Aim of the task. Please put the lines below into a numbered list, leaving out any blank lines, covering everything from the line that contains "Pick out each instance of the green leaf" down to the line that contains "<point>113,568</point>", both included.

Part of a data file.
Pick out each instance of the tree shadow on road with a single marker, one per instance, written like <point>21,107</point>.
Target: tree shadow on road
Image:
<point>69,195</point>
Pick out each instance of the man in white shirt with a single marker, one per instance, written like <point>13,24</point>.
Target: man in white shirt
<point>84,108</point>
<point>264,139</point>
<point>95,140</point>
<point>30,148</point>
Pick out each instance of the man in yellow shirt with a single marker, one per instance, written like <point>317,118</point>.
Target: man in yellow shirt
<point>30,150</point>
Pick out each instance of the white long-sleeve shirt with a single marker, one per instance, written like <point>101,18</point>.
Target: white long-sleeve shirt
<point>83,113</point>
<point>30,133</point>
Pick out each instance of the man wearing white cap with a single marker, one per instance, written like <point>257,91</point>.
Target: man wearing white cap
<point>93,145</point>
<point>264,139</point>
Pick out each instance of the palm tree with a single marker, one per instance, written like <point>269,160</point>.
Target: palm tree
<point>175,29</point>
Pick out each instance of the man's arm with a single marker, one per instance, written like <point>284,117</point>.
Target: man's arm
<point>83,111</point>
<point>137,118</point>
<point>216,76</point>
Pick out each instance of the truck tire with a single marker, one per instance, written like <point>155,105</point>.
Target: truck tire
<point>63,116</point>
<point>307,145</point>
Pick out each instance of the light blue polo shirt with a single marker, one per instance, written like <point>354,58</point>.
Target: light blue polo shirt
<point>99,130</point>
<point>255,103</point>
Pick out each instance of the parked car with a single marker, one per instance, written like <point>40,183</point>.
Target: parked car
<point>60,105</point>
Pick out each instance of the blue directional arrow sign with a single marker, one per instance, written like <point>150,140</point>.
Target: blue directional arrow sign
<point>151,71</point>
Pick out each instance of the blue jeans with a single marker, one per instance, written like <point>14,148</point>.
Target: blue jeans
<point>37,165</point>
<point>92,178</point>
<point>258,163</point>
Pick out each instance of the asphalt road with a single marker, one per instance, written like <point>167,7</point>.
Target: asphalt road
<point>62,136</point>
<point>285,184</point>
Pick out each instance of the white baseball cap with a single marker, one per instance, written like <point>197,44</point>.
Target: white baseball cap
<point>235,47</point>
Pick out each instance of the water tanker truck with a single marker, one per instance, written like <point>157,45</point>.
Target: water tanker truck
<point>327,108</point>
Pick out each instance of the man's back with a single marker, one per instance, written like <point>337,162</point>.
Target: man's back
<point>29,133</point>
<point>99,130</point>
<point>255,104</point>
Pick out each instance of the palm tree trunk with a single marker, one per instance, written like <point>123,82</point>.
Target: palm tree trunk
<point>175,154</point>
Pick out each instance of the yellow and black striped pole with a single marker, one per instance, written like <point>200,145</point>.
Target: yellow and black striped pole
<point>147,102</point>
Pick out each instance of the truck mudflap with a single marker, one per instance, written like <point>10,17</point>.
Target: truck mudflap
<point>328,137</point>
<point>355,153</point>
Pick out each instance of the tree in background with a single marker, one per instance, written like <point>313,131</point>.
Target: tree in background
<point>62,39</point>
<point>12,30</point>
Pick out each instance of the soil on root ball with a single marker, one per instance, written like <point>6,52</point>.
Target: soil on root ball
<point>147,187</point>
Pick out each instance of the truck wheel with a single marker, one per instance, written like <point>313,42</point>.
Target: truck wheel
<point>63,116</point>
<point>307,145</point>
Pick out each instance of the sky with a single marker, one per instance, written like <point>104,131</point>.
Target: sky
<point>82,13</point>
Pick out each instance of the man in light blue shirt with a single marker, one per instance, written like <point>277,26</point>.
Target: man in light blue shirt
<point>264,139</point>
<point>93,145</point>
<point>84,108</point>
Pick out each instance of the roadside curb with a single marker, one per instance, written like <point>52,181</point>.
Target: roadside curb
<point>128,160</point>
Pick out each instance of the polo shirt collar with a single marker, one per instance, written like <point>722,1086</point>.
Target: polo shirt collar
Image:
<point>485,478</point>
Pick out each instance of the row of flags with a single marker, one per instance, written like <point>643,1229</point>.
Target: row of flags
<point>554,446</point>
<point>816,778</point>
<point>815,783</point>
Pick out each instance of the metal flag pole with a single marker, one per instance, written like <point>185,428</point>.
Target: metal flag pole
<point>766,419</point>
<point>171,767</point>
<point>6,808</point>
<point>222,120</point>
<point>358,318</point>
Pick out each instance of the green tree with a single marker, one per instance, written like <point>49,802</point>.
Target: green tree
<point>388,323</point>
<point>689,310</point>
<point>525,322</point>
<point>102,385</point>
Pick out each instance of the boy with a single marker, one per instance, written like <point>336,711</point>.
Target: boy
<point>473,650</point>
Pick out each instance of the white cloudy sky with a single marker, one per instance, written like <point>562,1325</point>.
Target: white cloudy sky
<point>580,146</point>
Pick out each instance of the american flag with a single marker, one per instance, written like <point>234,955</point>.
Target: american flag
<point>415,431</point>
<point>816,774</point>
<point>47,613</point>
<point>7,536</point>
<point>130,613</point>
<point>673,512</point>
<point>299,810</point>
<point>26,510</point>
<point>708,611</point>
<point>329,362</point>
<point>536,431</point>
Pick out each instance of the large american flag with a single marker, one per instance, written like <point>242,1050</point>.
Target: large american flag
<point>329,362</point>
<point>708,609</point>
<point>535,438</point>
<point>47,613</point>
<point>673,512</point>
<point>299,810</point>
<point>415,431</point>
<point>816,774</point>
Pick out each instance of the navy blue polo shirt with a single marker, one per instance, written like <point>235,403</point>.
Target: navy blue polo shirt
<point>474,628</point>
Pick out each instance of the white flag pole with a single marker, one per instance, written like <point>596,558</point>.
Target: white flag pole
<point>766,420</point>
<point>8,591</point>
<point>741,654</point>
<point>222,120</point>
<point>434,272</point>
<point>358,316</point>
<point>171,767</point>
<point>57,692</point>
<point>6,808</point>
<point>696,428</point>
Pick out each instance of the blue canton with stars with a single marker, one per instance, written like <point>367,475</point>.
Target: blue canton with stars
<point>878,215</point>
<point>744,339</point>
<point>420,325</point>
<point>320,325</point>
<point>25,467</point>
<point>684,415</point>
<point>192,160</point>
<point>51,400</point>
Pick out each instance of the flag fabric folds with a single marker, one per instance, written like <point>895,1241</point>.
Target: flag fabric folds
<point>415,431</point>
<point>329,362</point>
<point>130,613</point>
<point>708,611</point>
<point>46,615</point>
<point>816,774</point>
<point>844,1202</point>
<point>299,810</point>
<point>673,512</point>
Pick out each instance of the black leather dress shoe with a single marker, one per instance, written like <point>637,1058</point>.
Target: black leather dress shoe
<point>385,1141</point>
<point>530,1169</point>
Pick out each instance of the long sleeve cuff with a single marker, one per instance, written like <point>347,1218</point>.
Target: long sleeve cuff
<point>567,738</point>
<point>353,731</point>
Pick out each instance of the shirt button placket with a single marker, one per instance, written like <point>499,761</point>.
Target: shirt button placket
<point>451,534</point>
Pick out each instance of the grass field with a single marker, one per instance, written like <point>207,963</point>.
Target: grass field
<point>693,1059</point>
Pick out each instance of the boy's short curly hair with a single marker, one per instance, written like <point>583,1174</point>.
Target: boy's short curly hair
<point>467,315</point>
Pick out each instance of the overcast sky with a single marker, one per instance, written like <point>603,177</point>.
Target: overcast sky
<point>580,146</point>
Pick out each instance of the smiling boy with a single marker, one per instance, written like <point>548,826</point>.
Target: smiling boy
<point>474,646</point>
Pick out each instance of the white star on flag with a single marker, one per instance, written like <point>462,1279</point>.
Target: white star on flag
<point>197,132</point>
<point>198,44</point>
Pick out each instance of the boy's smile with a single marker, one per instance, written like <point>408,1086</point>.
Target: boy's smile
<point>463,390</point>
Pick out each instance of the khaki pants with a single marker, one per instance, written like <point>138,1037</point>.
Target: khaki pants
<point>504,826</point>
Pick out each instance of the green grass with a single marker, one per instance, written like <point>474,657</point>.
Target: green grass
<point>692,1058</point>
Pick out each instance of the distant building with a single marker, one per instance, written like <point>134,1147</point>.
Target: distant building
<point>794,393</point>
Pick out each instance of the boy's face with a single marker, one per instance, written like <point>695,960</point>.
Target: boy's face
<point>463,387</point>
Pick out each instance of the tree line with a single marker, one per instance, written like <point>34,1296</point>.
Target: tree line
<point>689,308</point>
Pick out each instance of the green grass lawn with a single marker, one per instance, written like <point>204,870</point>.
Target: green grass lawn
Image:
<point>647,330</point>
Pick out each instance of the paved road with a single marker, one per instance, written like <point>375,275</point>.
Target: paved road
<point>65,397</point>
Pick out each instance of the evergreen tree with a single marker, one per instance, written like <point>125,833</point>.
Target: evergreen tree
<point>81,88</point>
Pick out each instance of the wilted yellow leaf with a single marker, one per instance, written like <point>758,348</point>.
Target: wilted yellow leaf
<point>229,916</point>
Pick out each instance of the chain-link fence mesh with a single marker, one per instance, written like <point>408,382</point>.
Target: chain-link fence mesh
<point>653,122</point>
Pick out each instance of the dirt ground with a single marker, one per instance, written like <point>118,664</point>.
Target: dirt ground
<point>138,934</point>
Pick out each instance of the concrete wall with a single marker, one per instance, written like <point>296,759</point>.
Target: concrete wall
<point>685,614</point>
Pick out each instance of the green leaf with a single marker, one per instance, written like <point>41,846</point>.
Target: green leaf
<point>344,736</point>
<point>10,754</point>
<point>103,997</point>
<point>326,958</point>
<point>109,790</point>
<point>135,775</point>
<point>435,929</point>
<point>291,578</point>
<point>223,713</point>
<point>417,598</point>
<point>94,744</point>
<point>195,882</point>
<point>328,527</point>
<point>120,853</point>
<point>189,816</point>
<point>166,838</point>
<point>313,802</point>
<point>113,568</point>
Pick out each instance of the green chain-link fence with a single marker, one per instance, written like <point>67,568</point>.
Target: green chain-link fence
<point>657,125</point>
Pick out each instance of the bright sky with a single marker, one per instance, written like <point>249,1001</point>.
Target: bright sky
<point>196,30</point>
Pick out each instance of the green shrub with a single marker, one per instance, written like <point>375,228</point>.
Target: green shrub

Task result.
1. Pick out each instance of the green leaf with a single marker, one per instance, written like <point>41,846</point>.
2. Target: green leaf
3. <point>344,736</point>
4. <point>10,754</point>
5. <point>103,997</point>
6. <point>326,958</point>
7. <point>109,790</point>
8. <point>135,775</point>
9. <point>435,929</point>
10. <point>291,578</point>
11. <point>223,713</point>
12. <point>417,598</point>
13. <point>94,744</point>
14. <point>195,882</point>
15. <point>328,527</point>
16. <point>120,853</point>
17. <point>189,816</point>
18. <point>166,838</point>
19. <point>313,802</point>
20. <point>113,568</point>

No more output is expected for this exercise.